-- TO BE DONE --
Reproduce the listing below in full and without alteration, apart from its pictures.

☆ ☆ ☆ ☆ ☆

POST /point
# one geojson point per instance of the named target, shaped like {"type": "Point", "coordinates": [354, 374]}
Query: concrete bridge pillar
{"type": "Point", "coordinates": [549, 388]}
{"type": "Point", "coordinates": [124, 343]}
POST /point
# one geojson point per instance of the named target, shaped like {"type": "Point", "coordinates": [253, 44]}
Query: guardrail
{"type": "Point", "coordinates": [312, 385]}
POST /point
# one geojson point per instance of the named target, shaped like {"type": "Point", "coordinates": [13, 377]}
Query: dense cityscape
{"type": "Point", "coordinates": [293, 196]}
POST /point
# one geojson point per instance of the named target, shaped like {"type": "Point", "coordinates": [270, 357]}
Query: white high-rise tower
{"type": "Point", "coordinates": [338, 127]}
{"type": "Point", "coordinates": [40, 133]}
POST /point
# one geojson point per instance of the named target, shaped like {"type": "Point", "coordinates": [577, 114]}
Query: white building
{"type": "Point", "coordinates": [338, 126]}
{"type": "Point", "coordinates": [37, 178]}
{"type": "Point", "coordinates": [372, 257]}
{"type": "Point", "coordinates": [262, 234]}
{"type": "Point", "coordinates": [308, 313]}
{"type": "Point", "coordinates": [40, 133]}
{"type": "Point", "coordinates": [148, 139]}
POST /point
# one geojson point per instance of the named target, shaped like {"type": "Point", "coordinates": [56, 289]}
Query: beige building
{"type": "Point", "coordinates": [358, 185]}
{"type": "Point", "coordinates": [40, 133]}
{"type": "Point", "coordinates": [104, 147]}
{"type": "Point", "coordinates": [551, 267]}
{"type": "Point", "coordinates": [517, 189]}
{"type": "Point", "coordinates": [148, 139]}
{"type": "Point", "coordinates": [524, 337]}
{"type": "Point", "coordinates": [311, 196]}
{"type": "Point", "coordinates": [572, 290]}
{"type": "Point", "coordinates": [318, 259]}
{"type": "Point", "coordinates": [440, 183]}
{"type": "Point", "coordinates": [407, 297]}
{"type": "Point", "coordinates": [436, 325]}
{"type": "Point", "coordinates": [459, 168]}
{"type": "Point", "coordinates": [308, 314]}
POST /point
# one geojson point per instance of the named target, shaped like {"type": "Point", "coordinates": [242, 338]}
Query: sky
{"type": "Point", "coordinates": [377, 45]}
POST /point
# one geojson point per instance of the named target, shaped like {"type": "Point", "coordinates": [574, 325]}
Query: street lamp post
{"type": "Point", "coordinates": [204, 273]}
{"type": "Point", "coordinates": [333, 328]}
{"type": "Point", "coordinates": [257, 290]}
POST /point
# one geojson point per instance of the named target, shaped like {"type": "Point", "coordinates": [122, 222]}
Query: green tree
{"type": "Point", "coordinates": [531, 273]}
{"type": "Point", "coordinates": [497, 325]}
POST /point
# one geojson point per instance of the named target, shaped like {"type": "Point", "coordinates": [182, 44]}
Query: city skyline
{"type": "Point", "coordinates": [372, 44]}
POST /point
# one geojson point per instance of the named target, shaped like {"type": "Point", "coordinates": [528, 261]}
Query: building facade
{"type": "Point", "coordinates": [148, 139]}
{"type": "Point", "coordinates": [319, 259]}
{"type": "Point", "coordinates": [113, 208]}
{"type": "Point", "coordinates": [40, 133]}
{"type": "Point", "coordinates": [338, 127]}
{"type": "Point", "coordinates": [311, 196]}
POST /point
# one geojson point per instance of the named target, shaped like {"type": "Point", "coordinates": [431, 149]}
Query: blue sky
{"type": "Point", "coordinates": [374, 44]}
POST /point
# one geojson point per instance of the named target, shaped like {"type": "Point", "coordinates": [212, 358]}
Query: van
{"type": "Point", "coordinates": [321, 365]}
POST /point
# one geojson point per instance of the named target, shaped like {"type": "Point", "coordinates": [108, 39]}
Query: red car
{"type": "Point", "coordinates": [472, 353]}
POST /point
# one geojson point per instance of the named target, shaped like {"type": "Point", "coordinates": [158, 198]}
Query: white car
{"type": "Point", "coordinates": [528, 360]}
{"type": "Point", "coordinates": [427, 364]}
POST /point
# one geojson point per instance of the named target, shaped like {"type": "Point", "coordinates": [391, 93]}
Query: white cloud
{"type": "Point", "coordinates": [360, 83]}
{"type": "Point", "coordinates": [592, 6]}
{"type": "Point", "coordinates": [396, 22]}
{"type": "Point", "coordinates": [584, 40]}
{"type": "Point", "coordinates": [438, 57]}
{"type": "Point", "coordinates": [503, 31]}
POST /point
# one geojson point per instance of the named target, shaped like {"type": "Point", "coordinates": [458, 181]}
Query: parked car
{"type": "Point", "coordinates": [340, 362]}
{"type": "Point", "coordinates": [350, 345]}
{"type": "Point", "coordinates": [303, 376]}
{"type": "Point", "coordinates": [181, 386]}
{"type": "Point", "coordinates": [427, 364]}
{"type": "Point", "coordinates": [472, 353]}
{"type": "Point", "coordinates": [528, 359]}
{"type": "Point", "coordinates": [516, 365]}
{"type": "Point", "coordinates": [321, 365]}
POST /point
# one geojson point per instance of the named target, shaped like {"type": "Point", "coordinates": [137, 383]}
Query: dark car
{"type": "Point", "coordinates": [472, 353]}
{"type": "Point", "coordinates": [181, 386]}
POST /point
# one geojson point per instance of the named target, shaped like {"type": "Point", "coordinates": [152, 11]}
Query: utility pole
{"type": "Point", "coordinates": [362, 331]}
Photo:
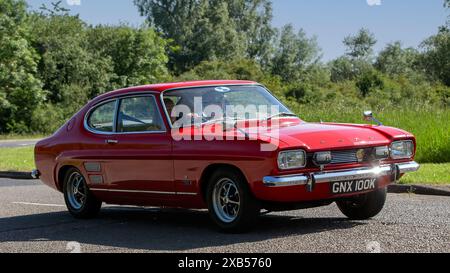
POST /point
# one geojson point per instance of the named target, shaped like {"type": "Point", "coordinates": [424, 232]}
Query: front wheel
{"type": "Point", "coordinates": [79, 200]}
{"type": "Point", "coordinates": [364, 206]}
{"type": "Point", "coordinates": [230, 203]}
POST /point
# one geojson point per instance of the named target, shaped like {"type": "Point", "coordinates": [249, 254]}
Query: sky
{"type": "Point", "coordinates": [408, 21]}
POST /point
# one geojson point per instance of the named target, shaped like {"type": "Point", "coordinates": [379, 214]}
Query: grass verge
{"type": "Point", "coordinates": [17, 159]}
{"type": "Point", "coordinates": [20, 137]}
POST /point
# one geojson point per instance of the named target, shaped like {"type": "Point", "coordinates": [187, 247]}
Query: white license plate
{"type": "Point", "coordinates": [353, 186]}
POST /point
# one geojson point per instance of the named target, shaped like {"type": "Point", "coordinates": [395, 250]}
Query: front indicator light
{"type": "Point", "coordinates": [402, 149]}
{"type": "Point", "coordinates": [295, 159]}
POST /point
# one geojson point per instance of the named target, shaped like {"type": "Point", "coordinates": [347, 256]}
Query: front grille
{"type": "Point", "coordinates": [342, 157]}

☆ ☆ ☆ ☆ ☆

-- TASK SOLUTION --
POST /point
# one geojson point per instance of the named target, shaped like {"type": "Point", "coordinates": [354, 374]}
Query: concrete bridge pillar
{"type": "Point", "coordinates": [549, 388]}
{"type": "Point", "coordinates": [124, 343]}
POST /point
# one geojson point per instance of the named target, shaped like {"type": "Point", "coordinates": [253, 44]}
Query: guardrail
{"type": "Point", "coordinates": [312, 385]}
POST /point
# one geojson point per instance of the named target, shaped like {"type": "Point", "coordinates": [13, 377]}
Query: dense cityscape
{"type": "Point", "coordinates": [293, 196]}
POST /point
# one geojson point per instance of the named target, shaped like {"type": "Point", "coordinates": [270, 357]}
Query: white high-rise tower
{"type": "Point", "coordinates": [338, 127]}
{"type": "Point", "coordinates": [40, 133]}
POST /point
# one geojson point per instance of the named target, shaped like {"type": "Point", "coordinates": [577, 114]}
Query: white building
{"type": "Point", "coordinates": [338, 126]}
{"type": "Point", "coordinates": [37, 178]}
{"type": "Point", "coordinates": [372, 257]}
{"type": "Point", "coordinates": [262, 234]}
{"type": "Point", "coordinates": [308, 313]}
{"type": "Point", "coordinates": [40, 133]}
{"type": "Point", "coordinates": [148, 139]}
POST /point
# one geojson point per instance of the named target, shaped like {"type": "Point", "coordinates": [56, 289]}
Query: beige building
{"type": "Point", "coordinates": [358, 185]}
{"type": "Point", "coordinates": [40, 133]}
{"type": "Point", "coordinates": [104, 147]}
{"type": "Point", "coordinates": [551, 267]}
{"type": "Point", "coordinates": [517, 189]}
{"type": "Point", "coordinates": [148, 139]}
{"type": "Point", "coordinates": [524, 337]}
{"type": "Point", "coordinates": [311, 196]}
{"type": "Point", "coordinates": [572, 290]}
{"type": "Point", "coordinates": [318, 259]}
{"type": "Point", "coordinates": [440, 183]}
{"type": "Point", "coordinates": [407, 297]}
{"type": "Point", "coordinates": [436, 325]}
{"type": "Point", "coordinates": [459, 168]}
{"type": "Point", "coordinates": [308, 314]}
POST /point
# one geojson point per instance of the named target, shaped like {"type": "Point", "coordinates": [242, 338]}
Query: sky
{"type": "Point", "coordinates": [377, 45]}
POST /point
# one geojson point per instance of the named target, shaped like {"type": "Point", "coordinates": [574, 325]}
Query: street lamp post
{"type": "Point", "coordinates": [204, 273]}
{"type": "Point", "coordinates": [333, 328]}
{"type": "Point", "coordinates": [257, 290]}
POST /point
# one geojson point per instance of the named target, shaped like {"type": "Point", "coordinates": [122, 222]}
Query: green tree
{"type": "Point", "coordinates": [531, 273]}
{"type": "Point", "coordinates": [497, 325]}
POST /point
# one geojson point per instance of the named target, shaped like {"type": "Point", "coordinates": [182, 44]}
Query: city skyline
{"type": "Point", "coordinates": [372, 44]}
POST /point
# one geojson point per instance of the named target, shaped like {"type": "Point", "coordinates": [528, 261]}
Query: building facade
{"type": "Point", "coordinates": [148, 139]}
{"type": "Point", "coordinates": [319, 259]}
{"type": "Point", "coordinates": [113, 208]}
{"type": "Point", "coordinates": [40, 133]}
{"type": "Point", "coordinates": [338, 127]}
{"type": "Point", "coordinates": [311, 196]}
POST /point
# one geojson point per instance of the named target, shaped like {"type": "Point", "coordinates": [431, 149]}
Query: blue sky
{"type": "Point", "coordinates": [374, 44]}
POST /point
# one geojson point per instance of the named target, shaped like {"type": "Point", "coordinates": [212, 358]}
Query: van
{"type": "Point", "coordinates": [321, 365]}
POST /point
# one geojson point per instance of the named target, shaped like {"type": "Point", "coordinates": [108, 39]}
Query: red car
{"type": "Point", "coordinates": [472, 353]}
POST /point
# one geojson point per instance of the named target, shaped like {"type": "Point", "coordinates": [158, 198]}
Query: white car
{"type": "Point", "coordinates": [528, 360]}
{"type": "Point", "coordinates": [427, 364]}
POST /point
# one geojson point per instance of the named target, shaped like {"type": "Point", "coordinates": [391, 93]}
Query: white cloud
{"type": "Point", "coordinates": [360, 83]}
{"type": "Point", "coordinates": [592, 6]}
{"type": "Point", "coordinates": [396, 22]}
{"type": "Point", "coordinates": [584, 40]}
{"type": "Point", "coordinates": [438, 57]}
{"type": "Point", "coordinates": [503, 31]}
POST /point
# one geojson point per instance of the named target, shaped like {"type": "Point", "coordinates": [458, 181]}
Query: parked car
{"type": "Point", "coordinates": [340, 362]}
{"type": "Point", "coordinates": [350, 345]}
{"type": "Point", "coordinates": [303, 376]}
{"type": "Point", "coordinates": [181, 386]}
{"type": "Point", "coordinates": [427, 364]}
{"type": "Point", "coordinates": [472, 353]}
{"type": "Point", "coordinates": [528, 359]}
{"type": "Point", "coordinates": [516, 365]}
{"type": "Point", "coordinates": [321, 365]}
POST /point
# one geojson point per instance of the named target, shaped like {"type": "Point", "coordinates": [137, 383]}
Query: dark car
{"type": "Point", "coordinates": [472, 353]}
{"type": "Point", "coordinates": [181, 386]}
POST /point
# one geojson point per instance of the named target, shaped like {"type": "Point", "coordinates": [152, 11]}
Query: utility pole
{"type": "Point", "coordinates": [362, 331]}
Photo:
POST /point
# one geojson point per instance of the named target, shaped like {"type": "Point", "coordinates": [424, 232]}
Query: front wheel
{"type": "Point", "coordinates": [79, 200]}
{"type": "Point", "coordinates": [364, 206]}
{"type": "Point", "coordinates": [230, 203]}
POST /point
# one geojson point per instance of the named target, shaped like {"type": "Point", "coordinates": [249, 254]}
Query: sky
{"type": "Point", "coordinates": [408, 21]}
POST /point
# one geojson point per instance of the named target, shaped like {"type": "Point", "coordinates": [379, 214]}
Query: grass verge
{"type": "Point", "coordinates": [17, 159]}
{"type": "Point", "coordinates": [20, 137]}
POST /point
# one geojson point per instance of the named target, shaped like {"type": "Point", "coordinates": [187, 247]}
Query: white license plate
{"type": "Point", "coordinates": [353, 186]}
POST /point
# one geojson point per instance of the named target, shaped like {"type": "Point", "coordinates": [395, 250]}
Query: front indicator light
{"type": "Point", "coordinates": [402, 149]}
{"type": "Point", "coordinates": [295, 159]}
POST /point
# one geojson point per instance of the named target, shaped like {"type": "Point", "coordinates": [347, 256]}
Query: front grille
{"type": "Point", "coordinates": [342, 157]}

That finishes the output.